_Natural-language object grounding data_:
☆ ☆ ☆ ☆ ☆

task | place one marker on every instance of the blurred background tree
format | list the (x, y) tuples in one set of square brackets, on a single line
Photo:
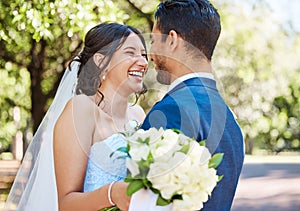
[(256, 63)]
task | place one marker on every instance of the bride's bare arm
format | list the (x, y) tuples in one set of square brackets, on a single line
[(72, 141)]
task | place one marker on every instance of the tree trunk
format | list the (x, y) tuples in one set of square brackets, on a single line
[(36, 67)]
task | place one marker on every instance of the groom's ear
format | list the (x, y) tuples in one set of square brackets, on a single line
[(98, 57)]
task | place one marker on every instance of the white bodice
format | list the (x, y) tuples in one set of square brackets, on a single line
[(105, 163)]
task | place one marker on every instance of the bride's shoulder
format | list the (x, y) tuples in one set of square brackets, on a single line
[(137, 112), (80, 104)]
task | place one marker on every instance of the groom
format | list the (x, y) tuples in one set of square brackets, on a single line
[(183, 39)]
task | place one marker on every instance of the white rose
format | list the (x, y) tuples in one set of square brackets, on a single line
[(139, 151), (132, 166)]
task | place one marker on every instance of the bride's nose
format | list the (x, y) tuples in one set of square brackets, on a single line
[(142, 61)]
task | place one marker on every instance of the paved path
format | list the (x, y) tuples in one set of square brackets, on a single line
[(269, 186)]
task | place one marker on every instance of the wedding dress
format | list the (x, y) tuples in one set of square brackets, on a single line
[(105, 163), (34, 187)]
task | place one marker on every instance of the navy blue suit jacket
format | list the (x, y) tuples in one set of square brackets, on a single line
[(196, 108)]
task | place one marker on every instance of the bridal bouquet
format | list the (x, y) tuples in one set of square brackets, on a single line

☆ ☆ ☆ ☆ ☆

_About this task_: Leave out the images and copy every record above exactly.

_Result_:
task | place one marker on every instance of the blurred background tree
format | list the (x, y) tuples in one set of square brackets, on a single line
Photo:
[(256, 63)]
task | place one marker on every instance of the bride's bare arm
format | list the (x, y) tuples in one set of square brackets, on a single line
[(72, 141)]
task | place one marker on every instance of the tree trunk
format | list the (x, y) tuples in one set of square brackets, on a single line
[(36, 67)]
task | place one marker on every instance of the groom's ear
format | list the (x, y) tuples in one set of square brackets, on a single line
[(98, 57)]
task | place one marker on every instance of the white bodice
format | list the (x, y) tuples in one set of square brackets, on a single line
[(105, 163)]
task | place one marker on every instance of the bride's shoulder
format | list the (x, y) tuples in one set of square brackets, on a single line
[(137, 112), (80, 104)]
task | place one marker on every instance of the groom
format | list the (x, y) tuples in one set of square brackets, on a single line
[(183, 39)]
task | place one marker on every instance of the white rose
format | list the (x, y) tuples in one set of square brackets, on a single line
[(139, 151), (132, 166)]
task | place one marker on every instance of the bride's nose
format | list the (x, y) tuples in one set of square brackets, on a single line
[(142, 61)]
task | place one marker on every instance of the paved path
format | list the (x, y) tuples in one set of square brackets, on a single line
[(269, 186)]
task | place one marker on every instance of the wedding dress
format | list the (x, y) tuples in one set of square brackets, on a single line
[(105, 163), (34, 187)]
task | place one marker on every instance of the navy blue suit jacket
format | list the (x, y) tuples in one set of square brackets, on a single line
[(196, 108)]
task | place one marker on every instance of the bridal bouquet
format | list the (x, y) tuples in one set of square brackets, on a single line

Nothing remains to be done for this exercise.